## [Aim]
Format the lines of the listing below, from the line containing "Could you please point out the frost crystal" through the end of the listing, inclusive, as a Markdown table with two columns, Row and Line. Number each row and leave out blank lines.
....................
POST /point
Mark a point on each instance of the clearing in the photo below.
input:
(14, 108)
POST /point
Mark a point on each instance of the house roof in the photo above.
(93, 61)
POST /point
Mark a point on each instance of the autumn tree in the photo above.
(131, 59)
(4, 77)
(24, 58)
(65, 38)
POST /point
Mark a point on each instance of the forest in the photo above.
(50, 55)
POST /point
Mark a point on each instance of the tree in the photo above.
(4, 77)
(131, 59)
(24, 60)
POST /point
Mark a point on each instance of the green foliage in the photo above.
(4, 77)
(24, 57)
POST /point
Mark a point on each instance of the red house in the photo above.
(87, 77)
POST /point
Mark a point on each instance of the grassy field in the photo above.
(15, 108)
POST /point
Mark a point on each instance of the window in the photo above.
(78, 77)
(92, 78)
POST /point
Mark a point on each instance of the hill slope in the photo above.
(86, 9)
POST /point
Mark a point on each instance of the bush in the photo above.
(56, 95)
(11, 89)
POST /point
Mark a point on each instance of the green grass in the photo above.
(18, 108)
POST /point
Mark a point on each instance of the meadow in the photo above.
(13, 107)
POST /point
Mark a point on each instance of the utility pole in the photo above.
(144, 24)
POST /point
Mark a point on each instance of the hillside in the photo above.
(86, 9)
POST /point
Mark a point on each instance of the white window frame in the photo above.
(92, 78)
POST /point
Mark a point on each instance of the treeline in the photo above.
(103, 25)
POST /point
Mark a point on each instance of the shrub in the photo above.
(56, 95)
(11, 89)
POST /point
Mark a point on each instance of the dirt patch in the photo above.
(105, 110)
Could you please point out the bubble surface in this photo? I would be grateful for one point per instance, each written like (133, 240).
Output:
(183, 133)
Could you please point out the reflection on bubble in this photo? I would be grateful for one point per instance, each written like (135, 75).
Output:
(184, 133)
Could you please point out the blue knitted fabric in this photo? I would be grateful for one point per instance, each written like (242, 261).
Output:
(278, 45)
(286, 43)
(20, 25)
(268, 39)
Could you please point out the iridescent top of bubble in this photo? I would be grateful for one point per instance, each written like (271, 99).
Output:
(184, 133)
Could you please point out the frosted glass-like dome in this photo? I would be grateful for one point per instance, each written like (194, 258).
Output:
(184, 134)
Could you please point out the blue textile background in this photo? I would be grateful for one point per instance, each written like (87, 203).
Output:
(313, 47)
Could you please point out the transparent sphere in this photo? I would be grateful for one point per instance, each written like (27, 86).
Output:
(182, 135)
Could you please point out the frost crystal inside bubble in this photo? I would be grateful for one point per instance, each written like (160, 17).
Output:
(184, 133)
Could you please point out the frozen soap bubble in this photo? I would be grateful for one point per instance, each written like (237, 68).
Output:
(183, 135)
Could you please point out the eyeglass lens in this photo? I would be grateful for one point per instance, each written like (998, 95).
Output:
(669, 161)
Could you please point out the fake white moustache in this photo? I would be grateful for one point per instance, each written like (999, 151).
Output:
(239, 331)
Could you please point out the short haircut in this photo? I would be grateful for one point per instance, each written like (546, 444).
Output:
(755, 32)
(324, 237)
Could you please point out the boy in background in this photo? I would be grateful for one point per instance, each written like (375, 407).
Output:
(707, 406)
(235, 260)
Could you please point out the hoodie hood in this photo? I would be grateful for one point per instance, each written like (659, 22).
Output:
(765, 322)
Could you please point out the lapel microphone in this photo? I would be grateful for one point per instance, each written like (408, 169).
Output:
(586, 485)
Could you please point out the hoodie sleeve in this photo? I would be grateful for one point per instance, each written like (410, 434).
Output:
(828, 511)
....................
## [Expected output]
| Row | Line |
|---|---|
| 1 | Could you please point out the frost crystal inside bubble in this photo? I would be grateful for one point per instance, each written like (160, 17). |
| 2 | Output: |
| 3 | (184, 133) |
| 4 | Could you please point out the frozen soap bubble in this photo? I would be grateful for one point per instance, each written like (237, 68). |
| 5 | Output: |
| 6 | (183, 135) |
| 7 | Could you please point out the eyeglass lens in this photo? I would be grateful for one point per instance, each written like (998, 95). |
| 8 | Output: |
| 9 | (669, 161) |
| 10 | Could you please point out the fake white moustache in this photo? I would be grateful for one point per instance, each written like (999, 151). |
| 11 | Output: |
| 12 | (239, 331) |
| 13 | Could you please point out the short haircut in this photo? I would be grateful for one point per instance, each written like (546, 444). |
| 14 | Output: |
| 15 | (755, 32) |
| 16 | (324, 237) |
| 17 | Could you please point out the boy in background in this photo? I would be grateful for one point per instance, each written like (375, 407). |
| 18 | Output: |
| 19 | (707, 406) |
| 20 | (235, 260) |
| 21 | Could you please point out the hoodie hood in this photo? I would be grateful for one point per instance, each written like (659, 22). |
| 22 | Output: |
| 23 | (765, 322) |
| 24 | Could you please point out the lapel microphone in this photo? I would be grateful for one point per instance, each written like (408, 169). |
| 25 | Output: |
| 26 | (586, 485) |
| 27 | Could you please point out the hoodie sleeve in this photo? I would be grateful for one point per instance, each written like (410, 434). |
| 28 | Output: |
| 29 | (828, 511) |